YOUR GOAL –
Transcribe the listing below word for word, covering everything from the line containing "Final exam, question 4: Pinpoint the heron reflection" down to the line containing "[263,91,287,100]", with both of those lines included.

RECORDS SHOWN –
* * * * * * * * *
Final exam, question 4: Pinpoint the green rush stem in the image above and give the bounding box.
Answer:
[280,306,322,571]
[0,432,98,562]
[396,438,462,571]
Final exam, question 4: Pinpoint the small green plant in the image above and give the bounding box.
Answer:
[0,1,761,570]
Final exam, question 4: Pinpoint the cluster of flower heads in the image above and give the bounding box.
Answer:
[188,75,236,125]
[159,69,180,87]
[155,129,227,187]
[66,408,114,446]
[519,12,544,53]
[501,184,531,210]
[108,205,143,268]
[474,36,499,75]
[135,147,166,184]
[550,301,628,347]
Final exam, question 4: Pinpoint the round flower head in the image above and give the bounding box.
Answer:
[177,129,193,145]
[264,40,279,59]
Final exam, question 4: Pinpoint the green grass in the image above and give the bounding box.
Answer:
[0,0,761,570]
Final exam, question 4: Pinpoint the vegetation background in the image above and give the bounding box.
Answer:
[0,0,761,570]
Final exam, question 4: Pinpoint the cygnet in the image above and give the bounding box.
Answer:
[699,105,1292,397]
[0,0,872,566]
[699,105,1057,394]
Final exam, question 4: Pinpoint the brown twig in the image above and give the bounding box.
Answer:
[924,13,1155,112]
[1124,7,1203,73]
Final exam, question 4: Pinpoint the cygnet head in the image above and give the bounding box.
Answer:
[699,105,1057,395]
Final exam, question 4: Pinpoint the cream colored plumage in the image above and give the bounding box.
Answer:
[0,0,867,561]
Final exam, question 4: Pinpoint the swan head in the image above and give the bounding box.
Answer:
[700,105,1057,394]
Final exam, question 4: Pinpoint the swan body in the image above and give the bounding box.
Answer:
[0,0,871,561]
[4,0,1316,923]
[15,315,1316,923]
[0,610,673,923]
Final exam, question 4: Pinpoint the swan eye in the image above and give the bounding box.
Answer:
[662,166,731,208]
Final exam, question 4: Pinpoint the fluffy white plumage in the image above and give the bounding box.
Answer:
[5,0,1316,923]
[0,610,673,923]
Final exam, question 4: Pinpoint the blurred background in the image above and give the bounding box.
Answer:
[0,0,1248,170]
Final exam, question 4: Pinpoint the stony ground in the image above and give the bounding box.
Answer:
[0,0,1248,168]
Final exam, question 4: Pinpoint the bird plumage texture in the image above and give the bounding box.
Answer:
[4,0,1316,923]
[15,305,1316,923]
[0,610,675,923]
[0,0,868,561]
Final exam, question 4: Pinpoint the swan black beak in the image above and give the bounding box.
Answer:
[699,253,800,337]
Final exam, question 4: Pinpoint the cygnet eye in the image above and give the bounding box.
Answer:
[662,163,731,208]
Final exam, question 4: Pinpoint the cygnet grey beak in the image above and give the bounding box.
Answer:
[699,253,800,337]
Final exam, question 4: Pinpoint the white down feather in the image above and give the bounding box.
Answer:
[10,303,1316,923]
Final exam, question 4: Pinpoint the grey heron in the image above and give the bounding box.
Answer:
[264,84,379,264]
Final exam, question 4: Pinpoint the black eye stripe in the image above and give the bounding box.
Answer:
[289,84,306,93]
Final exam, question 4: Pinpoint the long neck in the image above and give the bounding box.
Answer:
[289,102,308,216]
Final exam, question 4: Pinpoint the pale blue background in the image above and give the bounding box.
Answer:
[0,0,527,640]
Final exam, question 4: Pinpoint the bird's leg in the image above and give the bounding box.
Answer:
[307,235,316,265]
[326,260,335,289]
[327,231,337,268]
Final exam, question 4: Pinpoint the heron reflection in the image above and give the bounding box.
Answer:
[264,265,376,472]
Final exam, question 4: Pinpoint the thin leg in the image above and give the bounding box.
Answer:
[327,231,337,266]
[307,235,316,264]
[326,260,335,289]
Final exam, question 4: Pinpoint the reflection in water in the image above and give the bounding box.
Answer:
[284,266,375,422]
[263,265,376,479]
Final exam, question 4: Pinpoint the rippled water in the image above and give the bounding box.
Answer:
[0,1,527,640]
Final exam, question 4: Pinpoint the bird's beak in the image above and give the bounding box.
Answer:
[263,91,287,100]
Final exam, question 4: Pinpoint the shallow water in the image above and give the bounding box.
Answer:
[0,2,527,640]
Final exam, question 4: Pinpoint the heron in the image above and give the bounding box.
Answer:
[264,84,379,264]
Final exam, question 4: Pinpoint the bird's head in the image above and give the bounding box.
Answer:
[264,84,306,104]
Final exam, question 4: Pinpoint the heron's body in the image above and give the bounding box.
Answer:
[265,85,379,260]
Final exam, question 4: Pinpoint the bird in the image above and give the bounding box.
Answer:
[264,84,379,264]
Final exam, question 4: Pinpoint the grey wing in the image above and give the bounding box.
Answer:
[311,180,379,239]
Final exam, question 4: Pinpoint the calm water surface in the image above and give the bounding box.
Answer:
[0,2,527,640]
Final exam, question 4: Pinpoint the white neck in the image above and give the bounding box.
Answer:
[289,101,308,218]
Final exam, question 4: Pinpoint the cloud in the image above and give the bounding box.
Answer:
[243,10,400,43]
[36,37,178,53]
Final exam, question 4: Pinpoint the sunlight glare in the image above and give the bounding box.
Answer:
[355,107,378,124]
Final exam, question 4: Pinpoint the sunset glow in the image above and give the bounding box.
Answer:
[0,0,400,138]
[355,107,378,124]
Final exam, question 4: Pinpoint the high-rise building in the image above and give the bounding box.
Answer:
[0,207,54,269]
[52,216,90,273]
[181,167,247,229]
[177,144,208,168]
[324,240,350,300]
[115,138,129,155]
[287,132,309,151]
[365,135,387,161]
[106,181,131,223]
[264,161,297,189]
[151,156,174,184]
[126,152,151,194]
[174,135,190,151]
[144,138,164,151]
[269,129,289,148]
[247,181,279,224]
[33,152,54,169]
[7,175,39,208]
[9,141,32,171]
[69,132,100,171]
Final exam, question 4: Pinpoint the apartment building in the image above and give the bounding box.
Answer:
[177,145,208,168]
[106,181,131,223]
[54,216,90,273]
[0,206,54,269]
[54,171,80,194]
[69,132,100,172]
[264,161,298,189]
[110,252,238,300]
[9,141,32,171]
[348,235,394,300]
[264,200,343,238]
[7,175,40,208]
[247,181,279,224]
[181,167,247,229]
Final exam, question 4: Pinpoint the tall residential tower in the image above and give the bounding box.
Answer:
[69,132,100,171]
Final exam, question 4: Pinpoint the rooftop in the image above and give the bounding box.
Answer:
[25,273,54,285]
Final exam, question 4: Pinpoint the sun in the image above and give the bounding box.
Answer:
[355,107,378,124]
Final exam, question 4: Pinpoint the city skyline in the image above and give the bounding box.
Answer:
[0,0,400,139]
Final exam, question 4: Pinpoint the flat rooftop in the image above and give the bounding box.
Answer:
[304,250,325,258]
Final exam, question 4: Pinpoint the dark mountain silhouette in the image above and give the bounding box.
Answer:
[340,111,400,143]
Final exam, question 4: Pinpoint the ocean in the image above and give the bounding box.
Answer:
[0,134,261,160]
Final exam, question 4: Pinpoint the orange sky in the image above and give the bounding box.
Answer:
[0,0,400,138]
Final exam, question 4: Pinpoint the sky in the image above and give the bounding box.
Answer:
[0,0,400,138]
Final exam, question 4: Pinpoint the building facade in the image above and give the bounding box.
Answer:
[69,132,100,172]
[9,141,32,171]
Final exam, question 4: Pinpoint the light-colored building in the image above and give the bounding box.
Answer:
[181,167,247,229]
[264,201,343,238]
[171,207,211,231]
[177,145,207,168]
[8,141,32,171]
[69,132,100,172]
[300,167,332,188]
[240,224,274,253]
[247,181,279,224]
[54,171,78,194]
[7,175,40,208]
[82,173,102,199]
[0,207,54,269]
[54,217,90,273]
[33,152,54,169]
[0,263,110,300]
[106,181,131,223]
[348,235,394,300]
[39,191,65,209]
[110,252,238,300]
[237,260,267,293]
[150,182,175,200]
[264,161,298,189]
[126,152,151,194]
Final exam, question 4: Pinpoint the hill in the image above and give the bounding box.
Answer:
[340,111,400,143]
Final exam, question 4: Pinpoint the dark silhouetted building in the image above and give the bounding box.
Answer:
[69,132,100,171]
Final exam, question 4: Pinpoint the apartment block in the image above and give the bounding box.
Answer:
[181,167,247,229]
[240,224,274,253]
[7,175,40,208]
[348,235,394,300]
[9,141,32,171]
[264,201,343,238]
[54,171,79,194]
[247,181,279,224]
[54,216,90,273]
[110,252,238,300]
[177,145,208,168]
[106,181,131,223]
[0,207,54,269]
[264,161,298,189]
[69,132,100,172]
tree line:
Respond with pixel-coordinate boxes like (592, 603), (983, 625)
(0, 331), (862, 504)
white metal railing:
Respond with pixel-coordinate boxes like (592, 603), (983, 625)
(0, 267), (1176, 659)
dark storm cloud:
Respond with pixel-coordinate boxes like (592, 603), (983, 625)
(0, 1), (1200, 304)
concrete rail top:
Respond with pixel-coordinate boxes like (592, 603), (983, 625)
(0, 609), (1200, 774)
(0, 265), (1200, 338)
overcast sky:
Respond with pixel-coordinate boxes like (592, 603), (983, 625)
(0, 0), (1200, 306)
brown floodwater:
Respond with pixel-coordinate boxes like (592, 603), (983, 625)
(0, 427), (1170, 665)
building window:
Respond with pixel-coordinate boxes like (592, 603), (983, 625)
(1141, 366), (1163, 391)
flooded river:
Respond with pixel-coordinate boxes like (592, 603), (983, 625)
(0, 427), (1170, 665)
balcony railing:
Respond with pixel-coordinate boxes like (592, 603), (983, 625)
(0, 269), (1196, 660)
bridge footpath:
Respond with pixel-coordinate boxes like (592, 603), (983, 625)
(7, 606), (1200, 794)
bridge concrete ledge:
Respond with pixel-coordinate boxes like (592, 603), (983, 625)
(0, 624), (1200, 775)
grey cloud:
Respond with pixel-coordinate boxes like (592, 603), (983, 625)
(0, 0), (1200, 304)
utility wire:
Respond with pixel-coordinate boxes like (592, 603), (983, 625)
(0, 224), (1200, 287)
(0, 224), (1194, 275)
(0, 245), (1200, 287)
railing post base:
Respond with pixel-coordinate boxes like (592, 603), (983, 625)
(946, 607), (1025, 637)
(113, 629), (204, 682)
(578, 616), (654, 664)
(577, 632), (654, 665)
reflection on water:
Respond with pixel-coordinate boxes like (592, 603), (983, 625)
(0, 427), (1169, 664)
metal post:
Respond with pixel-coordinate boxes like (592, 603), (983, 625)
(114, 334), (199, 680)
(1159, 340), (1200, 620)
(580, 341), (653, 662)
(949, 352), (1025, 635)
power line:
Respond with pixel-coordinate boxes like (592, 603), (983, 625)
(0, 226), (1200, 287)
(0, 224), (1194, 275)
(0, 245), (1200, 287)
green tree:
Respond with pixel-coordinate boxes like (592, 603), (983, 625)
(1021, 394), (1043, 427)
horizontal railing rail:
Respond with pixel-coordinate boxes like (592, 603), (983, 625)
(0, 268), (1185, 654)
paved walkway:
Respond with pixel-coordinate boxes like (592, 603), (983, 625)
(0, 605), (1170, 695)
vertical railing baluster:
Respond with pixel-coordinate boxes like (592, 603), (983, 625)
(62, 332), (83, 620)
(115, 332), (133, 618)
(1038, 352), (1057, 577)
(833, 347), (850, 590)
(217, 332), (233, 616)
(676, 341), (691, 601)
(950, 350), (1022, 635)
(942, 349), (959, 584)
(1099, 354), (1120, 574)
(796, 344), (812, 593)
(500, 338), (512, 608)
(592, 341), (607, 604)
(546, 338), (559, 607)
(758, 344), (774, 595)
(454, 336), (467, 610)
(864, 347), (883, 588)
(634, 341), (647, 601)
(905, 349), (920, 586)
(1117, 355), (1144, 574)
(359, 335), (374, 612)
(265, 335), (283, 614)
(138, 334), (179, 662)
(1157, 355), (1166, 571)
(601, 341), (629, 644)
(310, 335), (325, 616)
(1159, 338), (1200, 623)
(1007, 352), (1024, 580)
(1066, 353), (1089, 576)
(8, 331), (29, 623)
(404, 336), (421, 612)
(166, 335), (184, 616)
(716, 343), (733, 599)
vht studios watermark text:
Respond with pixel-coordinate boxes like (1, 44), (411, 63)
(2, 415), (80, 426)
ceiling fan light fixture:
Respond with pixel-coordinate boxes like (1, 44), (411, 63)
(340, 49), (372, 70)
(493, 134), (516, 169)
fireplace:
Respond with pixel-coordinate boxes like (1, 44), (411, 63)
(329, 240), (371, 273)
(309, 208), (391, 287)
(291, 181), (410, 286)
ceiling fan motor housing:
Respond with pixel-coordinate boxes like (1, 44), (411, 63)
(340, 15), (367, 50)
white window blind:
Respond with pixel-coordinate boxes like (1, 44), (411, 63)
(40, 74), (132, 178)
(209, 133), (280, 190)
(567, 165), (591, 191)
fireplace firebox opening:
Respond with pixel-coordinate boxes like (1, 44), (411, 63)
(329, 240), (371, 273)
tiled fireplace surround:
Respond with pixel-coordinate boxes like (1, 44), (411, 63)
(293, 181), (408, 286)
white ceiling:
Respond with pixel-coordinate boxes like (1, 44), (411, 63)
* * * * * * * * *
RESULT –
Final exam, question 4: Pinpoint the heron reflection in the image above and give the bounding box.
Answer:
[264,265,376,472]
Final exam, question 4: Pinpoint the thin leg in the image above and give the bounding box.
Answer:
[327,231,337,266]
[307,235,316,264]
[326,260,335,289]
Final exam, question 4: Pinpoint the reflection in water in the image above and give the bounding box.
Answer:
[284,266,375,422]
[263,265,376,479]
Final exam, question 4: Pinpoint the rippled water in the image above and give the bounding box.
Answer:
[0,1,527,640]
Final exam, question 4: Pinpoint the bird's beak in the image above and give the bounding box.
Answer:
[263,91,287,100]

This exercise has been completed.